== Exercise brief ==
Leaving all pictures aside, copy exactly the lines from the start of the listing below through the line that contains "positive clicks: (219, 176)", and only those lines.

== Recorded data ==
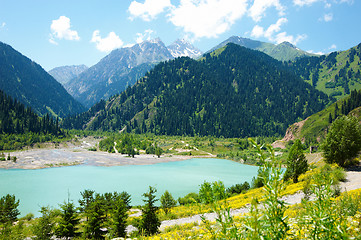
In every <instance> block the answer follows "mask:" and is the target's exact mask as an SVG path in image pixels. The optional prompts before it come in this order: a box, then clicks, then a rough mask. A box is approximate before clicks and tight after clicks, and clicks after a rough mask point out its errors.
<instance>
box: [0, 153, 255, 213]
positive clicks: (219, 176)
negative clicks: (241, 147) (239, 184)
mask: <svg viewBox="0 0 361 240" xmlns="http://www.w3.org/2000/svg"><path fill="white" fill-rule="evenodd" d="M257 170H258V167H255V166H249V165H244V164H240V163H236V162H233V161H229V160H223V159H213V158H204V159H203V158H194V159H190V160H185V161H178V162H167V163H159V164H154V165H127V166H114V167H98V166H89V165H78V166H70V167H59V168H47V169H37V170H22V169H9V170H7V169H0V196H4V195H6V194H8V193H9V194H14V195H15V196H16V198H17V199H20V206H19V210H20V212H21V216H24V215H26V214H27V213H30V212H31V213H33V214H35V216H39V210H40V207H41V206H50V207H56V208H58V204H59V203H63V202H64V201H65V200H66V199H67V198H68V193H69V194H70V200H73V201H74V202H75V203H76V205H78V199H80V197H81V195H80V192H82V191H84V190H85V189H91V190H94V191H96V192H98V193H105V192H114V191H118V192H121V191H127V192H128V193H129V194H130V195H131V196H132V204H133V205H142V204H143V201H142V194H143V193H144V192H146V191H147V190H148V188H149V186H153V187H155V188H156V189H157V190H158V192H157V195H158V197H160V196H161V195H162V194H163V193H164V191H165V190H168V191H169V192H170V193H171V194H172V195H173V197H174V198H176V199H177V198H178V197H180V196H184V195H186V194H187V193H189V192H198V188H199V185H200V184H202V183H203V182H204V181H208V182H213V181H219V180H221V181H223V183H224V184H225V186H226V187H229V186H231V185H233V184H236V183H242V182H244V181H248V182H249V183H250V182H251V180H252V177H254V176H256V175H257Z"/></svg>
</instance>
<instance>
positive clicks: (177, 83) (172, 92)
mask: <svg viewBox="0 0 361 240" xmlns="http://www.w3.org/2000/svg"><path fill="white" fill-rule="evenodd" d="M241 86H242V87H241ZM189 96H192V97H191V98H190V97H189ZM328 101H329V99H328V97H327V96H326V95H325V94H323V93H321V92H319V91H316V90H315V89H314V88H313V87H312V86H310V85H308V84H307V83H305V82H304V81H302V80H301V79H300V78H298V77H296V76H295V75H294V74H293V73H291V72H289V71H288V70H285V68H284V67H283V66H282V64H281V63H280V62H278V61H276V60H274V59H272V58H271V57H269V56H267V55H266V54H263V53H260V52H257V51H252V50H250V49H246V48H243V47H240V46H237V45H234V44H229V45H227V46H226V47H225V48H224V50H223V51H222V52H220V53H219V54H218V55H212V54H207V55H205V57H204V58H203V59H202V60H199V61H195V60H192V59H189V58H177V59H175V60H172V61H168V62H164V63H160V64H158V65H157V66H155V68H154V69H153V70H151V71H150V72H148V73H147V74H146V76H145V77H143V78H142V79H141V80H139V81H138V82H137V84H135V85H134V86H133V87H129V88H128V89H127V90H125V91H124V92H122V93H121V94H120V95H118V96H115V97H113V98H111V99H110V100H109V101H108V102H107V103H106V104H105V105H106V106H107V108H105V107H102V108H100V109H99V110H98V111H93V110H92V111H93V113H90V112H89V113H86V114H83V115H84V116H85V115H86V117H84V118H83V121H81V124H78V127H79V128H86V129H92V130H95V129H100V130H112V131H115V130H116V131H119V130H124V128H125V129H126V131H128V132H134V133H154V134H157V135H159V134H162V135H188V136H194V135H198V136H207V135H212V136H217V137H218V136H224V137H234V136H237V137H246V136H259V135H262V136H274V135H280V134H283V133H284V132H285V130H286V128H287V127H288V126H289V125H290V124H292V123H293V122H295V121H296V120H297V119H298V118H304V117H307V116H309V115H310V114H312V113H314V112H318V111H320V110H321V109H322V108H323V107H324V106H325V105H326V104H327V103H328ZM236 103H237V104H236ZM238 103H241V104H238ZM79 118H80V117H79ZM64 122H65V121H64Z"/></svg>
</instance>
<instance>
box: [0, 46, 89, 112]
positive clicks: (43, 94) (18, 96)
mask: <svg viewBox="0 0 361 240" xmlns="http://www.w3.org/2000/svg"><path fill="white" fill-rule="evenodd" d="M0 89H1V90H2V91H4V92H5V93H6V94H8V95H10V96H12V97H13V98H15V99H16V100H18V101H20V102H21V103H23V104H24V105H26V106H30V107H31V108H32V109H33V111H35V112H36V113H37V114H39V115H46V114H47V113H49V114H50V115H52V116H54V117H57V116H59V117H61V118H62V117H65V116H67V115H71V114H75V113H79V112H82V111H83V110H84V107H83V106H82V105H81V104H80V103H79V102H77V101H75V100H74V98H73V97H72V96H70V95H69V93H68V92H67V91H66V90H65V89H64V87H63V86H62V85H61V84H60V83H58V82H57V81H56V80H55V79H54V78H53V77H52V76H50V75H49V74H48V73H47V72H46V71H45V70H44V69H43V68H42V67H41V66H40V65H39V64H37V63H35V62H33V61H32V60H30V59H29V58H27V57H25V56H24V55H22V54H21V53H19V52H18V51H16V50H15V49H13V48H12V47H11V46H9V45H7V44H4V43H2V42H0Z"/></svg>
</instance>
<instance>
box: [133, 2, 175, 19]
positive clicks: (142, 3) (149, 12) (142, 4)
mask: <svg viewBox="0 0 361 240" xmlns="http://www.w3.org/2000/svg"><path fill="white" fill-rule="evenodd" d="M169 7H172V4H171V3H170V0H145V1H144V3H139V2H137V1H133V2H132V3H131V4H130V6H129V8H128V11H129V12H130V14H131V15H132V17H131V19H133V18H136V17H140V18H142V19H143V20H144V21H150V20H151V19H154V18H155V17H156V16H157V15H158V14H160V13H162V12H163V11H164V10H165V9H166V8H169Z"/></svg>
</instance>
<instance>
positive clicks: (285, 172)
mask: <svg viewBox="0 0 361 240" xmlns="http://www.w3.org/2000/svg"><path fill="white" fill-rule="evenodd" d="M307 170H308V163H307V159H306V157H305V154H304V153H303V147H302V143H301V140H299V139H297V140H296V141H295V143H294V144H293V145H292V147H291V150H290V153H289V155H288V158H287V170H286V172H285V176H284V179H286V180H287V179H289V178H291V179H292V180H293V182H294V183H296V182H298V177H299V176H300V175H301V174H302V173H305V172H306V171H307Z"/></svg>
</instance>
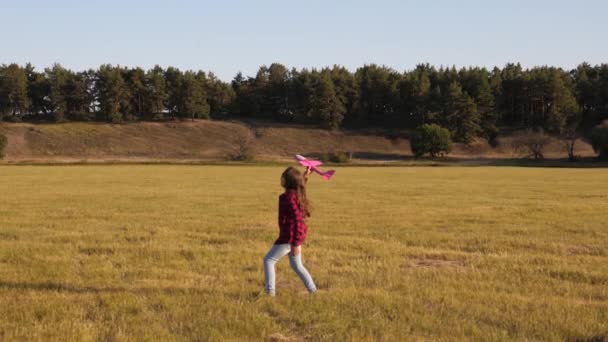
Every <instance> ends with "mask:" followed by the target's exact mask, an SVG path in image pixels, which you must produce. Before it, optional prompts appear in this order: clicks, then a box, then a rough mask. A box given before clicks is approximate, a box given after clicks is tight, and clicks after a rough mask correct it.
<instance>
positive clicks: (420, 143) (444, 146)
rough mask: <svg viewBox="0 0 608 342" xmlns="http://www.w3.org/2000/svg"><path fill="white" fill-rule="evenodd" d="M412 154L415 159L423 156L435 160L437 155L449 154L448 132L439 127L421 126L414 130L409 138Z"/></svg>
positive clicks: (433, 126)
mask: <svg viewBox="0 0 608 342" xmlns="http://www.w3.org/2000/svg"><path fill="white" fill-rule="evenodd" d="M410 146H411V149H412V153H414V156H416V158H418V157H422V156H424V155H425V154H428V155H430V156H431V158H435V157H436V156H437V155H441V156H443V154H444V153H445V154H447V153H450V151H451V150H452V139H451V137H450V131H449V130H448V129H446V128H443V127H441V126H439V125H435V124H431V125H422V126H420V127H418V128H416V132H414V134H412V137H411V138H410Z"/></svg>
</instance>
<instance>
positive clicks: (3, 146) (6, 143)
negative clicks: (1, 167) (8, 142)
mask: <svg viewBox="0 0 608 342" xmlns="http://www.w3.org/2000/svg"><path fill="white" fill-rule="evenodd" d="M6 145H8V139H7V138H6V135H4V134H2V133H0V159H3V158H4V149H5V148H6Z"/></svg>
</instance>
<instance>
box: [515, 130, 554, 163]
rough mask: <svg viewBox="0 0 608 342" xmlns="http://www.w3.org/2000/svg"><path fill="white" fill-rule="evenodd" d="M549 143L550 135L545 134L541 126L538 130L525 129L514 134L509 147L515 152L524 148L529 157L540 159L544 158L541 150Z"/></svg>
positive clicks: (518, 150)
mask: <svg viewBox="0 0 608 342" xmlns="http://www.w3.org/2000/svg"><path fill="white" fill-rule="evenodd" d="M549 143H551V137H549V136H548V135H546V134H545V133H544V131H543V130H542V128H541V129H539V130H538V131H533V130H527V131H525V132H523V133H520V134H518V135H516V136H515V137H514V138H513V142H512V143H511V147H512V148H513V152H515V153H518V152H520V151H522V150H524V151H526V152H527V153H528V156H529V157H532V158H534V159H535V160H540V159H543V158H544V155H543V151H544V149H545V147H546V146H547V145H549Z"/></svg>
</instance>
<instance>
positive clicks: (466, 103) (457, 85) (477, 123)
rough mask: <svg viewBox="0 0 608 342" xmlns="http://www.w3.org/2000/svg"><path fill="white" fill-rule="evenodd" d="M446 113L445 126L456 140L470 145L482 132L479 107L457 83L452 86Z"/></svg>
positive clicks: (471, 98)
mask: <svg viewBox="0 0 608 342" xmlns="http://www.w3.org/2000/svg"><path fill="white" fill-rule="evenodd" d="M444 111H445V112H444V113H445V118H444V120H445V125H446V127H448V128H449V129H450V131H451V132H452V136H453V137H454V139H455V140H457V141H462V142H465V143H468V142H470V141H472V140H473V138H475V136H477V134H478V133H479V132H480V130H481V129H480V126H479V121H480V120H479V113H478V112H477V105H476V104H475V101H474V100H473V99H472V98H471V97H470V96H469V95H468V94H466V93H464V92H463V91H462V88H461V87H460V85H459V84H458V83H457V82H452V83H451V84H450V87H449V89H448V93H447V96H446V100H445V107H444Z"/></svg>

== Exercise response ==
In every <instance> block the answer follows "mask:" and is the target's exact mask as an SVG path in image pixels. The optional prompts before it come in this order: a box, then clicks, then a rough mask. A box is approximate before clicks and tight after clicks, and clicks after a rough mask point out its errors.
<instance>
box: [0, 153, 255, 213]
positive clicks: (219, 176)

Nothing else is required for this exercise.